- [Consignes]:
a – Indiquez si chaque affirmation concorde avec le texte sur la communication de la République face à la décolonisation, en répondant oui ou non et en citant les mots décisifs du texte. (i) Sophie Bachmann est docteure en histoire. (ii) Pierre Papet enseigne au lycée Charles de Gaulle à Vanves. (iii) Le schéma de synthèse du temps 3 couvre la période de 1945 à 1962.
b – Reprenez le texte sur la communication de la République face à la décolonisation et poursuivez-le à partir de sa dernière phrase.

- [Texte fourni]:
Les intervenants : Jean-Pierre Roux, professeur d’Histoire-Géographie au lycée Charles de Gaulle à Vanves et Pierre Papet professeur d’Histoire-Géographie au Lycée Charles Poncet de Cluzes, Sophie Bachmann, docteure en histoire, chargée de développements culturels et éducatifs à l’INA.
Dans quelle mesure, dans sa communication, la République a-t-elle affronté la Décolonisation après 1945 ? Comment a-t-elle essayé de gouverner les esprits dans ce contexte ? Quelles images et discours a-t-elle produits pour justifier sa politique ? Comment ont-ils été reçus en métropole et dans les colonies ?
Plan de l’exposé :
Le cadre pédagogique de la séquence :
Le temps 1 des élèves (introduction) : Comment la IIIe République gouvernait-elle les colonies et quel était le rôle joué par la propagande coloniale avant 1940 ?
Le temps 2 des élèves : on se demandera dans quelle mesure la République renaissante après 1945 a-t-elle réussi dans sa communication, à nier, expliquer, accompagner le mouvement de décolonisation.
Le temps 3 des élèves : en conclusion, on proposera un résumé des évolutions et un schéma de synthèse sur la politique de décolonisation et la communication gouvernementale entre 1945 et 1962.

- [Données fournies]:
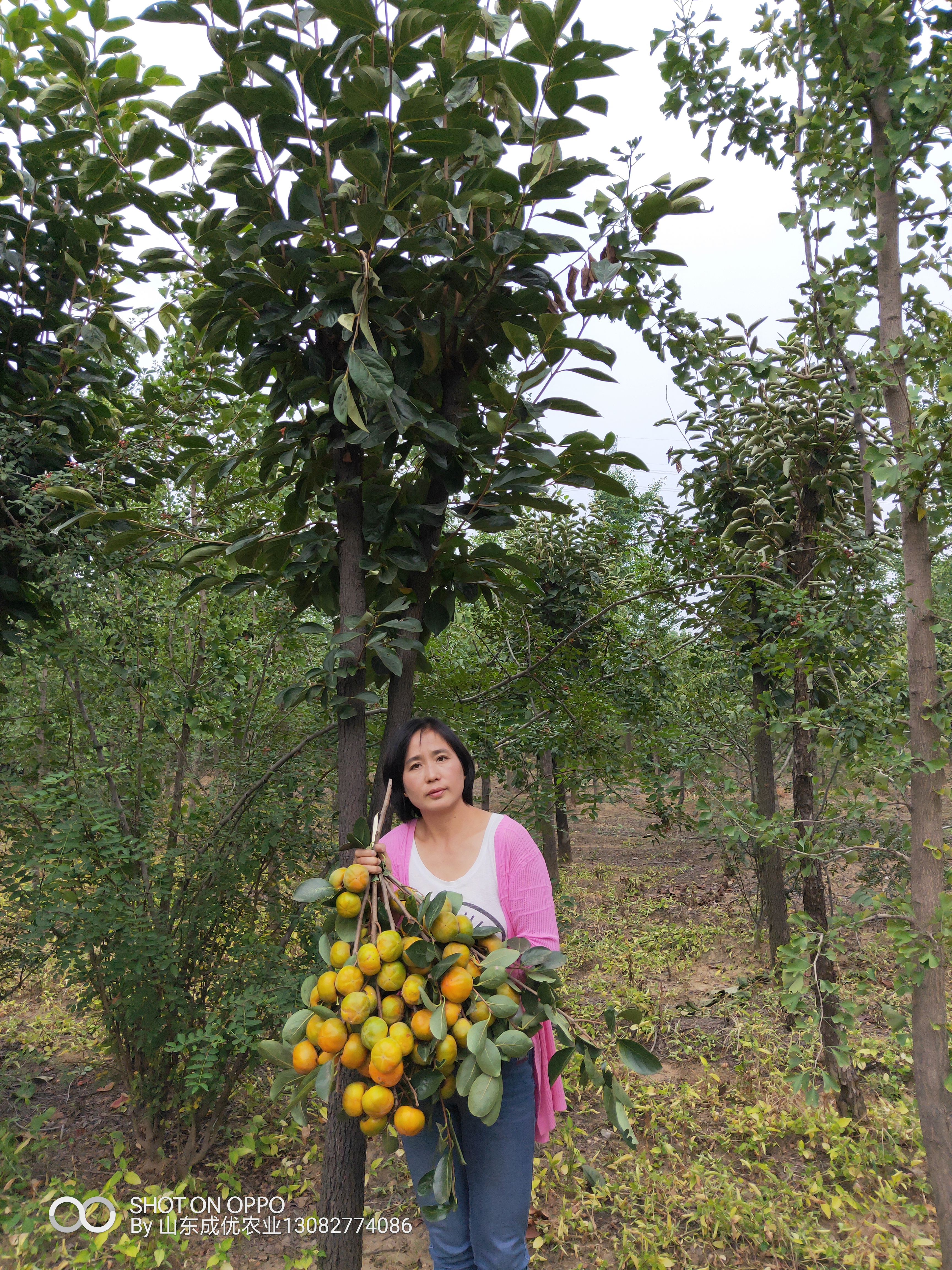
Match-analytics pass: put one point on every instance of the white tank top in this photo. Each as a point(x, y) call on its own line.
point(478, 887)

- [Réponses par consigne]:
a –
(i) Oui : « Sophie Bachmann, docteure en histoire ».
(ii) Non : « Pierre Papet professeur d’Histoire-Géographie au Lycée Charles Poncet de Cluzes ».
(iii) Oui : « un schéma de synthèse sur la politique de décolonisation et la communication gouvernementale entre 1945 et 1962 ».

b –
Le cadre pédagogique :
En Histoire et EMC : une réflexion sur les sources, des images animées dans une perspective de l’EMI.
Le choix s’est porté sur le nouveau programme de terminale générale dans le thème 2, chapitre 3 où les objectifs sont de montrer comment la France de l’après-guerre cesse d’être une puissance coloniale. Il s’agit de faire prendre conscience aux élèves que, gouverner en démocratie signifie communiquer, c’est à dire expliquer, justifier, embellir, ce qui passe par des moyens audiovisuels (Eduthèque, INA et ECPAD)
On commence la séquence en 1944 par l’étude du discours de Brazzaville et on termine par les accords d’Evian en 1962.
La problématique se décline sous trois aspects :
- Dans quelle mesure la République a-t-elle réussi dans sa communication à concilier les idéaux démocratiques et le mouvement de décolonisation après 1945 ?
- Comment a-t-elle essayé de gouverner les esprits dans ce contexte ?
- Quels images et discours a-t-elle produit pour justifier sa politique ?
Le temps 1 en classe entière
Les élèves prennent des notes à partir d’un tableau fourni.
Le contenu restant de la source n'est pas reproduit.